Work to be completed —
Transcribe the part of the piece about Columbus that lies between "Of course you" and "hero and villain?", inclusive.

Excerpt to read —
=====
Columbus : that one guy reaches that one place.

One guy.* Three ships. All the glory in the world to be had.

Of course you remember the ditty:

In 1492,
Columbus sailed the ocean…

…I can never remember the color. I’ve requested that our children not remember this date, because I’m afraid it will clog up their memories with information they don’t need.

“Remember 476 AD,” I say.

“Or 1440, if you must,” I sigh.

“Or even 100 BC,” I capitulate. “But 1492 is not a date you have to have stuck in your head.”

Is it important? Should they remember it? Is Columbus both hero and villain?

I suppose, probably, and possibly yes.

Chris Columbus (not the director of the first Harry Potter and the awful Percy Jackson movies) was heading for the East Indies essentially in pursuit of the three Gs : God, glory, gold. He was gonna make his patrons, King Ferdinand and Queen Isabella of Spain, so, so happy. He’d be rich and famous.

Funny thing: he never realized that he hadn’t actually landed somewhere around China or Japan. The continent he “discovered” - okay, he did discover it on behalf of Europe (sorry, Leif Ericsson) - actually ended up being much more valuable than the one he thought he’d found.

And thus begin the European hordes descending upon the New World, bringing their ideas, their culture, their religion, and…

…their diseases to the indigenous peoples of the Americas.

Notes

Of course it wasn’t one guy sailing three ships. There were a bunch others. But do we remember any of those names; the guys who did all the hard work of sailing and cooking and cleaning and such?

No. We remember the guy whose vision, for better or worse, brought those three ships to the Americas.
=====
Given records —
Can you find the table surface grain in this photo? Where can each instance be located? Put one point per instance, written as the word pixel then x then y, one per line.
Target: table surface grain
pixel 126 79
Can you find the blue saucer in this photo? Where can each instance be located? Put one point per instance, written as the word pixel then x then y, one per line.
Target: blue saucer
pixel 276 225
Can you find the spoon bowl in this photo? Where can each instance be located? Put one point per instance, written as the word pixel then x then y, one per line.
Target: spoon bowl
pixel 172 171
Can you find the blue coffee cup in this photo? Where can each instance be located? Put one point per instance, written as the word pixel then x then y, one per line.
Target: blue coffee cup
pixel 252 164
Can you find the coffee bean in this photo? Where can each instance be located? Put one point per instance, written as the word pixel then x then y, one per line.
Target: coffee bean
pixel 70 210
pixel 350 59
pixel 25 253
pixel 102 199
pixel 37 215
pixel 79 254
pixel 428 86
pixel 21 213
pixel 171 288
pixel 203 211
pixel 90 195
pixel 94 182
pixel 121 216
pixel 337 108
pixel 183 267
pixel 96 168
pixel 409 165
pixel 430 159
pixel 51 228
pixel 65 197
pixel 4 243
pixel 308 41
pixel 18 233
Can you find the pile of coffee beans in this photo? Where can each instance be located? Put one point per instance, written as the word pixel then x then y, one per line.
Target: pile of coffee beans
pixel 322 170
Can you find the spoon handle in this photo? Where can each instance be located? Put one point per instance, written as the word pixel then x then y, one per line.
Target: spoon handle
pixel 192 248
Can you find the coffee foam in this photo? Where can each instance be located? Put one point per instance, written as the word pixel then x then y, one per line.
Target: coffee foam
=====
Result —
Of course you remember the ditty:

In 1492,
Columbus sailed the ocean…

…I can never remember the color. I’ve requested that our children not remember this date, because I’m afraid it will clog up their memories with information they don’t need.

“Remember 476 AD,” I say.

“Or 1440, if you must,” I sigh.

“Or even 100 BC,” I capitulate. “But 1492 is not a date you have to have stuck in your head.”

Is it important? Should they remember it? Is Columbus both hero and villain?